Provided passage =>
LOS ANGELES – A widowed Muslim man has spent the last two decades caring for terminally ill children, offering them a rare home feeling in their final days.
“The key is, you have to love them like your own,” Muhamed Bzeek, 62, told Los Angeles Times, according to a Gofundme page started by Oakland resident Margaret Cotts.
“I know they are sick. I know they are going to die. I do my best as a human being and leave the rest to God.”
Arriving in the US as a student in 1978, Bzeek said he and his late wife started looking after sick youngsters in the late 1980s.
The couple also cared for their disabled 19-year-old son Adam, who suffers from dwarfism and brittle bone disease.
Losing his wife to death, Bzeek now cares for a paralyzed six-year-old who is also blind and deaf.
“I know she can’t hear, can’t see, but I always talk to her. She has feelings. She has a soul. She’s a human being,” he said.
Dr. Suzanne Roberts, who oversees her care at Children’s Hospital Los Angeles, said the unidentified girl would have been dead by now if it wasn’t for Bzeek.
Melissa Testerman, who places unwell children with foster parents, also praised Libya-born Bzeek.
“If anyone ever calls us and says, “This kid needs to go home on hospice,” there’s only one name we think of,” she said.
“He’s the only one that would take a child who would possibly not make it.”

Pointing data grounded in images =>

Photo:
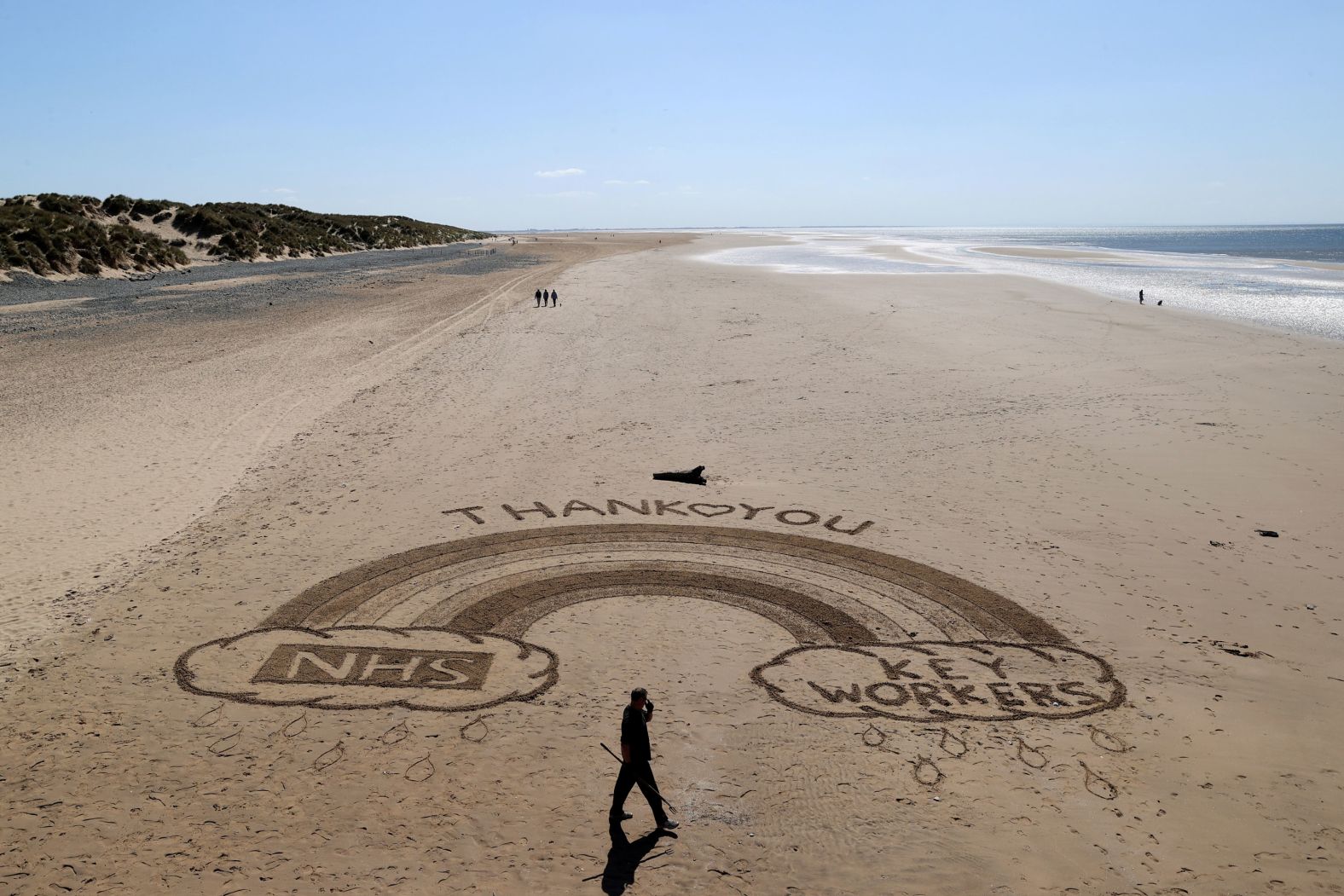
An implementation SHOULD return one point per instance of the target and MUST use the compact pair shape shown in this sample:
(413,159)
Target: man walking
(634,762)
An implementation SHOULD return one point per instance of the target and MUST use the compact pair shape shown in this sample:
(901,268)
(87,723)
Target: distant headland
(61,237)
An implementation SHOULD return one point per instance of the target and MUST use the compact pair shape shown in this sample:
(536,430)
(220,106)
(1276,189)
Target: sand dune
(1027,454)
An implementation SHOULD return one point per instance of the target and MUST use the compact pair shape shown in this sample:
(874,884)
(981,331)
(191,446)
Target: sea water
(1255,275)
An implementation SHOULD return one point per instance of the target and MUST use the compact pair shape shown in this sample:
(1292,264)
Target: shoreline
(1099,471)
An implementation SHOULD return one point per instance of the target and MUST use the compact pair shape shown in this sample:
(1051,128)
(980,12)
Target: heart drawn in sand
(715,509)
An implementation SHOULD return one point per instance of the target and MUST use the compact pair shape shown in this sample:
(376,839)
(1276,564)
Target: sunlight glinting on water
(1283,294)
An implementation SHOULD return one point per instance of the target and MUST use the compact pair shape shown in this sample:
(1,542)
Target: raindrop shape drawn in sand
(1108,741)
(224,744)
(1028,755)
(210,718)
(396,734)
(331,756)
(296,725)
(952,744)
(420,772)
(1096,785)
(926,772)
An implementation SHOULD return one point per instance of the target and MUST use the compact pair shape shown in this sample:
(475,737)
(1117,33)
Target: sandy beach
(1093,673)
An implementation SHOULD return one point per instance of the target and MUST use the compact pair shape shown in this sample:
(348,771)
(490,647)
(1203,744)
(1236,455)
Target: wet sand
(1093,466)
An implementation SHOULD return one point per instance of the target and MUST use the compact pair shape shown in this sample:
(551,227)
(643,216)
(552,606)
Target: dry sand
(1098,465)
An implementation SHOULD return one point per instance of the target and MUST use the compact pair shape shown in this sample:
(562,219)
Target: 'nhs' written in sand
(531,512)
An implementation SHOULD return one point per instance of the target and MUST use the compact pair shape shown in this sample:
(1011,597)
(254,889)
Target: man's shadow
(625,856)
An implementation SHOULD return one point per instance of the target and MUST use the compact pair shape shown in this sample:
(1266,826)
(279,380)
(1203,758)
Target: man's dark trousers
(637,772)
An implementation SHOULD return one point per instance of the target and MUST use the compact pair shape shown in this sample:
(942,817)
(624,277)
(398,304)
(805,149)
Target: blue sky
(715,114)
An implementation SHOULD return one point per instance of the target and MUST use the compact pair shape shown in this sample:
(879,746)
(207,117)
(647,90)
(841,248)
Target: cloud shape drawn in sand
(368,667)
(938,680)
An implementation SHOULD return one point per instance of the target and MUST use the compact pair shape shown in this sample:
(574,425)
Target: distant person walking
(634,762)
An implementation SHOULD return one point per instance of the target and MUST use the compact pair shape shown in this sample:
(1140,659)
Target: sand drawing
(1028,755)
(1096,785)
(952,744)
(476,730)
(1108,741)
(209,718)
(443,627)
(926,772)
(331,756)
(224,744)
(396,734)
(420,770)
(874,737)
(296,725)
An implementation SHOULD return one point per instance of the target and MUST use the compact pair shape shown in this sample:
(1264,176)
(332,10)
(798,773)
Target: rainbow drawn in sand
(443,627)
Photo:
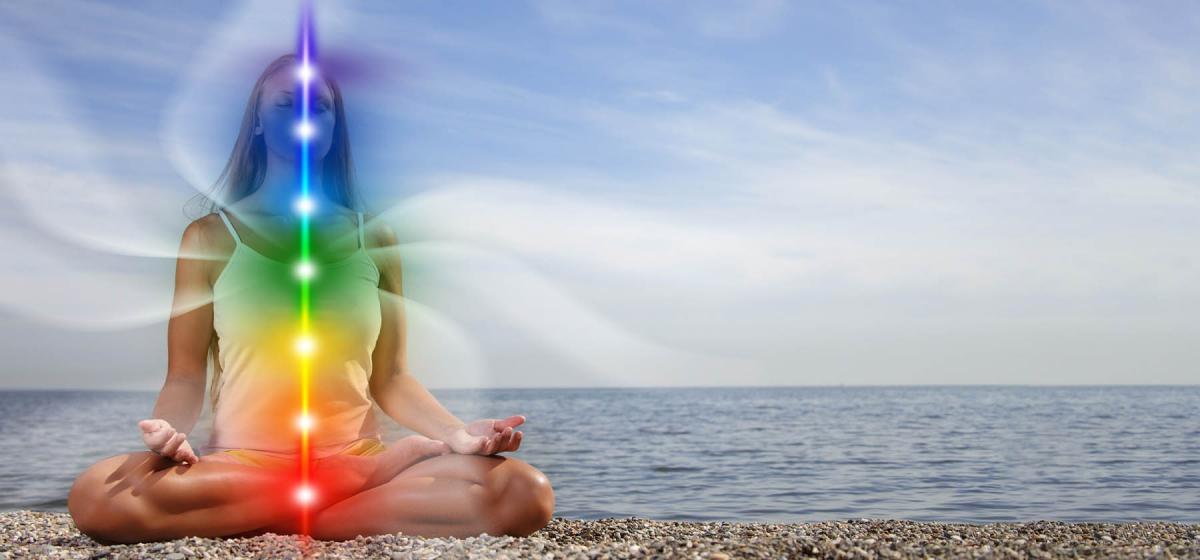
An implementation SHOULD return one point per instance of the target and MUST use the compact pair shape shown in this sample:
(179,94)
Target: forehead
(286,80)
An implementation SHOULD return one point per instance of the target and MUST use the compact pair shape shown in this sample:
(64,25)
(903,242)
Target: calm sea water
(966,453)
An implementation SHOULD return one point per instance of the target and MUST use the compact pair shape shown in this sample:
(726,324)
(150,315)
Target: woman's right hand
(161,438)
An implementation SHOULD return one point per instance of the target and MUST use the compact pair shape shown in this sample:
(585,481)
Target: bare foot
(369,471)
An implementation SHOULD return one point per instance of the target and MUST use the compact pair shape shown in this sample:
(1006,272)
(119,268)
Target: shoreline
(30,534)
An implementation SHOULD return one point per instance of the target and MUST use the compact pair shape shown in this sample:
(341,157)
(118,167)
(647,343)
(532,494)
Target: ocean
(958,453)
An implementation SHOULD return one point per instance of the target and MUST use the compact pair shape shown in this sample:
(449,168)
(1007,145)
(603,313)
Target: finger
(172,445)
(151,425)
(511,444)
(505,440)
(511,421)
(498,443)
(160,438)
(189,453)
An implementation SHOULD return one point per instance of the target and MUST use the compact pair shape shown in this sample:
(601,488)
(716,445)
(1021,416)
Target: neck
(281,187)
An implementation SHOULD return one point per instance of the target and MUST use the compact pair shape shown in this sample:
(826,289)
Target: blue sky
(664,193)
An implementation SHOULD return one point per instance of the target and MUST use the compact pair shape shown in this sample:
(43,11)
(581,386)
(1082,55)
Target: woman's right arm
(189,335)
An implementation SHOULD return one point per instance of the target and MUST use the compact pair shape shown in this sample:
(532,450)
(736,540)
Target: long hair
(246,169)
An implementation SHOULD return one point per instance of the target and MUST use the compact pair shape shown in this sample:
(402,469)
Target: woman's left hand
(485,437)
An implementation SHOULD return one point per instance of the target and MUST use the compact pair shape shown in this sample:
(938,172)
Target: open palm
(486,435)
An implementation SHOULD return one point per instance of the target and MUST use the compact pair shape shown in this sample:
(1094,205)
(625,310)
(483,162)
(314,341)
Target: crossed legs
(141,497)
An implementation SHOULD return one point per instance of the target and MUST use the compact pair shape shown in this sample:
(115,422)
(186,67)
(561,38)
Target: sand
(28,534)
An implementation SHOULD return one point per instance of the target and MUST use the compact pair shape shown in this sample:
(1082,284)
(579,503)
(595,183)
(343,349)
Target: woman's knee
(526,501)
(100,512)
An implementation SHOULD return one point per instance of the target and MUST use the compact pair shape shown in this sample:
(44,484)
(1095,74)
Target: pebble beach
(28,534)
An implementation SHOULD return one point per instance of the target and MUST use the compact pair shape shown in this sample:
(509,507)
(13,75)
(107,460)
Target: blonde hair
(246,169)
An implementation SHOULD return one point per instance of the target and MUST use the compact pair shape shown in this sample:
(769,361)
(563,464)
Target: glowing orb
(305,72)
(305,494)
(306,270)
(305,130)
(305,205)
(305,344)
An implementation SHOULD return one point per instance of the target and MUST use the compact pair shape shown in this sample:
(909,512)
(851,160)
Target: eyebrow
(321,97)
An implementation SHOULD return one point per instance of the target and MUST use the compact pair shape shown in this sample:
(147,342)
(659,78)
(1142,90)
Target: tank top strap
(363,242)
(229,227)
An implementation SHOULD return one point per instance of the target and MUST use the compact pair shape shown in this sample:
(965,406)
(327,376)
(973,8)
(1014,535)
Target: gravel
(28,534)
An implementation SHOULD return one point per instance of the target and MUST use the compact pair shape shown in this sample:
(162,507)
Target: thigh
(136,488)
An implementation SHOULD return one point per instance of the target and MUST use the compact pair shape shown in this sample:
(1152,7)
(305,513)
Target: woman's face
(280,116)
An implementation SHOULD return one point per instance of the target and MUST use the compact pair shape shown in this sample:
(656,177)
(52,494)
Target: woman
(237,300)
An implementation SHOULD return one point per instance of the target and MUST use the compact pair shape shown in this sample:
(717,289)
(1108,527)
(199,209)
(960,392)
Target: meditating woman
(237,300)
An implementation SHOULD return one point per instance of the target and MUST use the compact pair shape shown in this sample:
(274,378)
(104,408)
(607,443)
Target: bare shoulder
(378,233)
(382,242)
(205,239)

About this task =>
According to the article about Muhamed Bzeek, in what year did he arrive in the US as a student? The items are not used in this exercise.

Exercise answer =>
1978